**GIVEN REQUEST A:** Copy out the article about the Iraq Study Group below, word for word.

════════

Friday, December 08, 2006

No relief from the Iraq Study Group



Turmoil in Baghdad and Washington
Published Dec 7, 2006 1:40 AM

The Iraqi resistance continues handing setbacks to U.S. occupation and Iraqi puppet forces. With 10 GIs reported killed on Dec. 3, including deaths from a helicopter crash the Pentagon claims was “mechanical,” official U.S. troop deaths are over 2,900. Car bombings leave Baghdad in turmoil. U.S. forces in Anbar Province once again are striking residential areas with bombs, rockets and artillery, killing children and other civilians although they allege their targets are fighters.

U.S. aggression in Iraq has led to disaster. Most of all, disaster for the Iraqi people. How bad it is was hinted at by outgoing United Nations Secretary General Kofi Annan, who broke a taboo by telling the BBC on Dec. 4 that it is worse now for ordinary Iraqis than under Saddam Hussein. Annan added that U.N. inspectors sent to Iraq could have avoided the war “if they had more time,” that is, if the Bush administration had not been hell-bent to carry out a criminal invasion.

════════

**GIVEN REQUEST B:** Recast the stretch of the listing from its start through the line containing "548,573,622,622" as a two-column CSV with the headers input and output. Give one row for each text and its answer, with each value in a single quoted field and line breaks turned into spaces.

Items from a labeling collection
════════

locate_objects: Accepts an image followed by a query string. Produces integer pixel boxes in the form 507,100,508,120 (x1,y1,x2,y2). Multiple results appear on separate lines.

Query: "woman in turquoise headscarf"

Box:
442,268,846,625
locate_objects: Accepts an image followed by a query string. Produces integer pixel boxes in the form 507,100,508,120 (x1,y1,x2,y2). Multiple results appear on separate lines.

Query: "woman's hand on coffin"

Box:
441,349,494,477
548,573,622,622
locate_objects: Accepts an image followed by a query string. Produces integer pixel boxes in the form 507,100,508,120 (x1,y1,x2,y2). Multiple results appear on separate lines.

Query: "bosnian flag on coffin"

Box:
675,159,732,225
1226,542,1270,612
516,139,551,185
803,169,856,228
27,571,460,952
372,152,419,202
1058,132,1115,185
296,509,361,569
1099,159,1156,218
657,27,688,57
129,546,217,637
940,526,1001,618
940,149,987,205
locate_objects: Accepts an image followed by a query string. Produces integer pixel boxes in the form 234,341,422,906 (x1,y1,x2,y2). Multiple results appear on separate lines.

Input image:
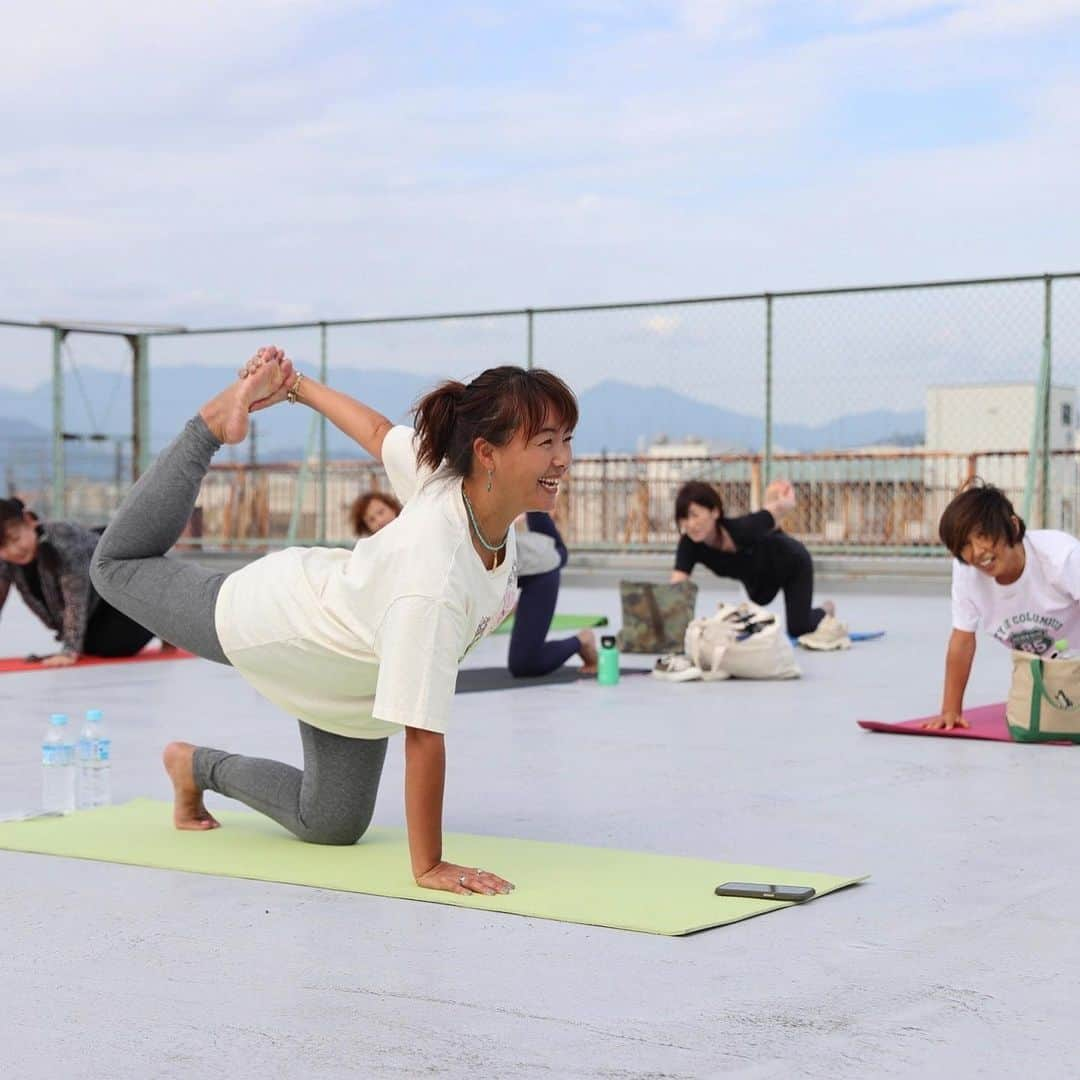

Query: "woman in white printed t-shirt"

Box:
92,348,578,894
924,481,1080,730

════════

**PROBLEM SOLUTION A:**
Friday, December 08, 2006

No relief from the Iraq Study Group



Turmoil in Baghdad and Washington
Published Dec 7, 2006 1:40 AM

The Iraqi resistance continues handing setbacks to U.S. occupation and Iraqi puppet forces. With 10 GIs reported killed on Dec. 3, including deaths from a helicopter crash the Pentagon claims was “mechanical,” official U.S. troop deaths are over 2,900. Car bombings leave Baghdad in turmoil. U.S. forces in Anbar Province once again are striking residential areas with bombs, rockets and artillery, killing children and other civilians although they allege their targets are fighters.

U.S. aggression in Iraq has led to disaster. Most of all, disaster for the Iraqi people. How bad it is was hinted at by outgoing United Nations Secretary General Kofi Annan, who broke a taboo by telling the BBC on Dec. 4 that it is worse now for ordinary Iraqis than under Saddam Hussein. Annan added that U.N. inspectors sent to Iraq could have avoided the war “if they had more time,” that is, if the Bush administration had not been hell-bent to carry out a criminal invasion.

**PROBLEM SOLUTION B:**
input,output
"locate_objects: Accepts an image followed by a query string. Produces integer pixel boxes in the form 507,100,508,120 (x1,y1,x2,y2). Multiple results appear on separate lines. Query: ""woman in turquoise headscarf"" Box:","442,268,846,625"
"locate_objects: Accepts an image followed by a query string. Produces integer pixel boxes in the form 507,100,508,120 (x1,y1,x2,y2). Multiple results appear on separate lines. Query: ""woman's hand on coffin"" Box:","441,349,494,477 548,573,622,622"